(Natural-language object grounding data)
########################################

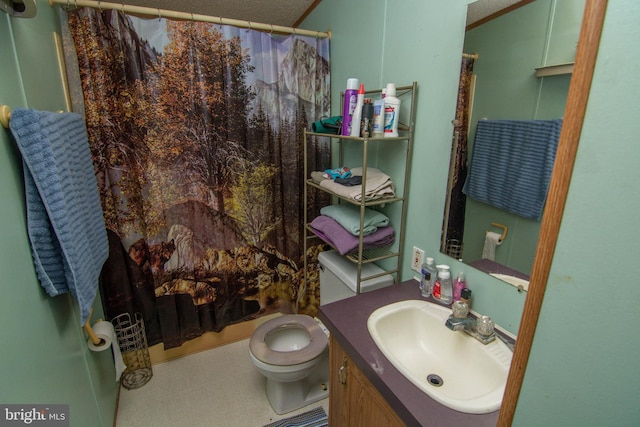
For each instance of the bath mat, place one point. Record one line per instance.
(313, 418)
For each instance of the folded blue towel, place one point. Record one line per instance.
(348, 216)
(511, 164)
(64, 216)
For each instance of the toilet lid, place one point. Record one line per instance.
(317, 344)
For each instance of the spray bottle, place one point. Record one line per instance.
(378, 115)
(443, 288)
(350, 100)
(356, 117)
(458, 286)
(391, 111)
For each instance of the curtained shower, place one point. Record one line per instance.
(196, 137)
(453, 224)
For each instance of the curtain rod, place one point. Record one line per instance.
(190, 17)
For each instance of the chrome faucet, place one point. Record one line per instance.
(460, 323)
(482, 328)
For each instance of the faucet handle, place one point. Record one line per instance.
(485, 326)
(460, 309)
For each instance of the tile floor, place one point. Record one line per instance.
(218, 387)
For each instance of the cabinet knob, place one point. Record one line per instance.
(342, 372)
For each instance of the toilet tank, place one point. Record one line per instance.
(338, 277)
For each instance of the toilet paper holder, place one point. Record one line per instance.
(504, 228)
(89, 330)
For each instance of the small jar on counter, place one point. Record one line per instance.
(465, 296)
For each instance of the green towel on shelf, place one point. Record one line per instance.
(348, 216)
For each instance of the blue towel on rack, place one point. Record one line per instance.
(511, 164)
(64, 216)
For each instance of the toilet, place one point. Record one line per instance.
(292, 350)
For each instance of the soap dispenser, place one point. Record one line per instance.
(446, 286)
(443, 287)
(458, 286)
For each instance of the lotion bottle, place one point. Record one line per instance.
(356, 118)
(444, 286)
(350, 100)
(458, 286)
(378, 115)
(391, 111)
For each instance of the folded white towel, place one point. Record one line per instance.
(377, 186)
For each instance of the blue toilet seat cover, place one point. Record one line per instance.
(262, 352)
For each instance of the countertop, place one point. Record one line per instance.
(347, 322)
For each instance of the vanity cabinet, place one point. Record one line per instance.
(353, 400)
(402, 144)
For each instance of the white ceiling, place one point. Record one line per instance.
(282, 12)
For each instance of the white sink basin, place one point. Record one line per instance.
(451, 367)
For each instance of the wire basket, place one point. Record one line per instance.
(132, 340)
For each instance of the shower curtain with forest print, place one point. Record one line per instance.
(196, 132)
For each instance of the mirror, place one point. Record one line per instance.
(521, 62)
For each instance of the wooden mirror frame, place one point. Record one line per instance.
(563, 168)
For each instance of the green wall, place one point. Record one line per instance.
(582, 370)
(402, 42)
(510, 47)
(44, 358)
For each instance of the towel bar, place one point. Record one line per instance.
(505, 229)
(89, 330)
(5, 115)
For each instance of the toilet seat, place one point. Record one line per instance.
(262, 352)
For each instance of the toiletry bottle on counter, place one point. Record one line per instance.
(444, 286)
(356, 117)
(458, 286)
(428, 267)
(378, 115)
(391, 111)
(350, 100)
(425, 281)
(465, 296)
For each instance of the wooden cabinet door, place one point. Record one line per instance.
(353, 400)
(338, 374)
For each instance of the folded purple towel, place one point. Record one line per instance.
(337, 236)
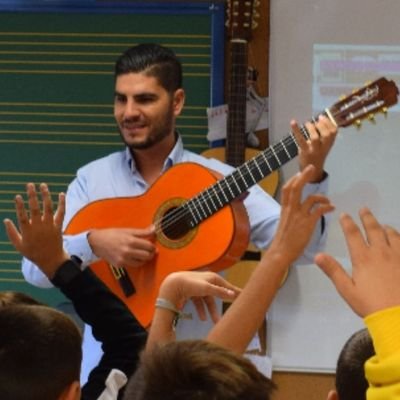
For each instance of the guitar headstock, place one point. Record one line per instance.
(375, 97)
(241, 18)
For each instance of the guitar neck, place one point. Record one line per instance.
(236, 123)
(363, 103)
(223, 192)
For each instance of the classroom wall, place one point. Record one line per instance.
(291, 385)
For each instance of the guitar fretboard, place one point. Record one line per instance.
(209, 201)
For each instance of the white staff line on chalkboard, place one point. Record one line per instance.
(91, 54)
(10, 271)
(56, 114)
(75, 133)
(57, 123)
(71, 105)
(20, 173)
(52, 133)
(67, 105)
(23, 182)
(61, 142)
(97, 44)
(67, 62)
(69, 72)
(72, 114)
(106, 34)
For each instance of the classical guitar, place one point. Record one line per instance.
(199, 218)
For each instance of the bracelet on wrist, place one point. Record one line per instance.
(167, 305)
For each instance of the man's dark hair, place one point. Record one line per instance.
(10, 298)
(351, 383)
(40, 352)
(197, 370)
(152, 60)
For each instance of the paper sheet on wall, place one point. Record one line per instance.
(256, 117)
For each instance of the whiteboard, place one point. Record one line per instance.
(318, 50)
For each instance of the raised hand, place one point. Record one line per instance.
(39, 237)
(298, 218)
(375, 256)
(201, 287)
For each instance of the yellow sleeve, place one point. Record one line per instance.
(383, 370)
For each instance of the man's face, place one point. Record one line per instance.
(144, 111)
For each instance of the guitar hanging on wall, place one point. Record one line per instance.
(241, 21)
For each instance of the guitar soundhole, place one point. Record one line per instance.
(174, 224)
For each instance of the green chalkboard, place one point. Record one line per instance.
(56, 94)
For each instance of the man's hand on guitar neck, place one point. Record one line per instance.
(123, 247)
(315, 150)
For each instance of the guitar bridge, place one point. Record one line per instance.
(123, 279)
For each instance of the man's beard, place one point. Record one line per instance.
(159, 132)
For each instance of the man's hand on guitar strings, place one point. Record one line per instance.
(123, 247)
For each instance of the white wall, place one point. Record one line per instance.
(309, 39)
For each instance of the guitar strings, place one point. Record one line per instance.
(221, 185)
(205, 195)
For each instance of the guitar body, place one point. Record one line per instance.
(215, 244)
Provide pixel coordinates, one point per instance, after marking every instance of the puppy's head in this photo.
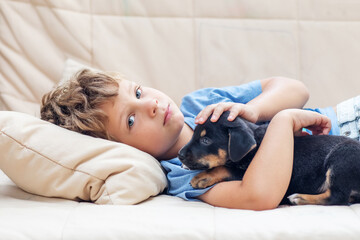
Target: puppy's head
(213, 144)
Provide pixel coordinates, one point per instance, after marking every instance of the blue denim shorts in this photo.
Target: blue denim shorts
(348, 117)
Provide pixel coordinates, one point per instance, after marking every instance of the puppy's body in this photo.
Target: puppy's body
(326, 169)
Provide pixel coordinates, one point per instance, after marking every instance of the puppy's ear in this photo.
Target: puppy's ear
(240, 143)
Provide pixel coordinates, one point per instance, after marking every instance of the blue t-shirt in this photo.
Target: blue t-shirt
(178, 177)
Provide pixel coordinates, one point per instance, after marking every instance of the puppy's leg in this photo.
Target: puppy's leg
(335, 193)
(212, 176)
(304, 199)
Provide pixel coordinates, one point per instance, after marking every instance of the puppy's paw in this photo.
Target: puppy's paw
(297, 199)
(202, 180)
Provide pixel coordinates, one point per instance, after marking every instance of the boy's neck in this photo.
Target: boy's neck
(184, 137)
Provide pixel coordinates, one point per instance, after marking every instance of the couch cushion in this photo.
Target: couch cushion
(47, 160)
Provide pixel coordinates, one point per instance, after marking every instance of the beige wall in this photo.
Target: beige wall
(178, 46)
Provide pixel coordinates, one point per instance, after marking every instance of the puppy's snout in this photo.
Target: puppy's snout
(182, 154)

########################################

#### Problem to work on
With the pictures set aside, repeat every entry above exactly.

#### Solution for this problem
For each instance of the bath mat, place one point. Record one line per instance.
(313, 418)
For each instance of the folded blue towel, place one point. Record one line per instance.
(348, 216)
(511, 164)
(64, 216)
For each instance of the toilet lid, place one point. Record one line per instance.
(317, 344)
For each instance of the spray bottle, place one point. Record one line per instance.
(378, 115)
(443, 288)
(350, 100)
(356, 117)
(458, 286)
(391, 111)
For each instance of the curtained shower, place one point. Record one line per instance.
(196, 137)
(453, 224)
For each instance of the curtain rod, place one point. Record one line per instance.
(190, 17)
For each instance of the chrome faucet, place one point. Record one line per instance.
(460, 323)
(482, 328)
For each instance of the faucet handle, place one point. Record one line per instance.
(485, 326)
(460, 309)
For each instance of the tile floor, place one point. Record one line per instance.
(218, 387)
For each instance of the cabinet knob, place one point. Record one line per instance.
(342, 372)
For each instance of the toilet tank, place one point. Record one line per instance.
(338, 277)
For each instance of the toilet paper holder, place one point. Record one line per instance.
(504, 228)
(89, 330)
For each instance of the small jar on counter, place one point. Record one line per instance.
(465, 296)
For each instance of the green towel on shelf, place one point. Record one line per instance.
(348, 216)
For each instance of the blue towel on rack, place one point. Record one line per instance.
(511, 164)
(64, 216)
For each instance of the toilet, place one point. Record one line per instance.
(292, 350)
For each instance of the soap dispenser, place one point. Record one line per instance.
(446, 286)
(443, 287)
(458, 286)
For each instance of the lotion bottle, place one point. Record one line per instance.
(356, 118)
(444, 286)
(350, 100)
(458, 286)
(378, 115)
(391, 111)
For each instance of the folded white towel, place one point. Record one line per instance.
(377, 186)
For each instance of the blue toilet seat cover, place one point. Record one line per instance.
(262, 352)
For each instance of the countertop, place one point. Record one line per instance.
(347, 322)
For each instance of the vanity cabinet, place one point. Record one line per instance.
(353, 400)
(402, 144)
For each instance of the white ceiling, place one point. Record one line per instance.
(282, 12)
For each instance of the white sink basin, place one point. Record one line per instance.
(451, 367)
For each instance of the wire basket, place one point. Record one line per instance.
(132, 340)
For each instance of the shower curtain with forest print, place one point. Record one line per instance.
(196, 132)
For each instance of the mirror, place one point. Record one line per instance.
(521, 62)
For each instance of the wooden mirror frame, place one point. Record one line per instance.
(563, 168)
For each instance of the green wall, place one point. Record one line per instance.
(582, 370)
(402, 42)
(510, 47)
(44, 358)
For each instance of the towel bar, place one point. Record one line per instance.
(505, 229)
(89, 330)
(5, 115)
For each instance of the toilet seat, place one point. Record one line per instance.
(262, 352)
For each instance of the toiletry bottle on counter, place one point. Record one line per instance.
(444, 286)
(356, 117)
(458, 286)
(428, 267)
(378, 115)
(391, 111)
(350, 100)
(425, 281)
(465, 296)
For each instance of the wooden cabinet door, place one point. Record one line per instance.
(353, 400)
(338, 374)
For each instance of the folded purple towel, place one point. Record one line per instance.
(337, 236)
For each instance of the guitar headstock, place one point. Record one line per instance.
(375, 97)
(241, 18)
For each instance of the guitar neck, place one point. Record one line per instance.
(236, 123)
(363, 103)
(223, 192)
For each instance of the classroom wall, place one point. Record one line per instance.
(291, 385)
For each instance of the guitar fretboard, place one point. Record one line per instance.
(209, 201)
For each instance of the white staff line on chalkboard, place one point. Record one line per instance.
(91, 54)
(10, 271)
(56, 114)
(75, 133)
(57, 123)
(71, 105)
(20, 173)
(52, 133)
(67, 105)
(23, 182)
(61, 142)
(97, 44)
(67, 62)
(69, 72)
(72, 114)
(106, 34)
For each instance of the classical guitar, place one point. Record one line per instance.
(199, 218)
For each instance of the bracelet on wrist, place one point. Record one line per instance.
(167, 305)
For each instance of the man's dark hair, place one point. Record one line per instance.
(10, 298)
(351, 383)
(40, 352)
(197, 370)
(152, 60)
For each instance of the paper sheet on wall, place one point. Record one line per instance.
(256, 117)
For each instance of the whiteboard, place one point. Record one line per instance.
(318, 50)
For each instance of the raised hand, place one point. Record one line per instance.
(39, 237)
(298, 218)
(375, 256)
(201, 287)
For each instance of the yellow sleeve, place one point. Record one line per instance.
(383, 370)
For each instance of the man's face, place one point. Record one line per instance.
(144, 111)
For each instance of the guitar hanging on wall, place one point. Record one line per instance.
(241, 21)
For each instance of the guitar soundhole, place one point. Record one line per instance.
(174, 224)
For each instance of the green chalkboard, place one point. Record one line per instance.
(56, 94)
For each instance of the man's hand on guitar neck, place one point. Record one line per instance.
(123, 247)
(315, 150)
For each instance of the guitar bridge, place one point. Record one line per instance.
(123, 279)
For each instance of the man's beard, place one point. Record one line per instance.
(159, 132)
For each instance of the man's hand on guitar strings, place one point. Record one line per instance.
(123, 247)
For each instance of the white wall, place one point. Record one line per instance.
(309, 39)
For each instance of the guitar strings, place one point. Record one line per instance.
(221, 185)
(205, 195)
For each instance of the guitar body, place one point. Record one line per instance.
(215, 244)
Provide pixel coordinates, one point per instance, after marking every instance of the puppy's head in this photo.
Target: puppy's head
(213, 144)
Provide pixel coordinates, one point per instance, after marking every instance of the blue denim shorts in this photo.
Target: blue denim shorts
(348, 117)
Provide pixel coordinates, one point per instance, after marking every instance of the puppy's body in this photo.
Target: puppy's body
(326, 169)
Provide pixel coordinates, one point per instance, after marking every instance of the puppy's ear in this photo.
Target: puppy's ear
(240, 143)
Provide pixel coordinates, one point per instance, after marking every instance of the blue t-shirt in this photo.
Target: blue t-shirt
(178, 177)
Provide pixel coordinates, one point per instance, after marking every instance of the puppy's leg in this photo.
Target: puppy's leg
(335, 193)
(212, 176)
(304, 199)
Provide pixel coordinates, one point per instance, after marking every instance of the puppy's paw in this photo.
Target: puppy's paw
(297, 199)
(202, 180)
Provide pixel coordinates, one point per instance, after marking every instance of the boy's neck in this photo.
Target: boy's neck
(184, 137)
Provide pixel coordinates, one point per instance, after marking every instance of the couch cushion in this photo.
Target: couch cushion
(47, 160)
Provide pixel coordinates, one point per instance, after marking every instance of the beige wall in this photo.
Target: beige wall
(178, 46)
Provide pixel coordinates, one point per instance, after marking every instance of the puppy's snout in this photo.
Target: puppy's snout
(182, 154)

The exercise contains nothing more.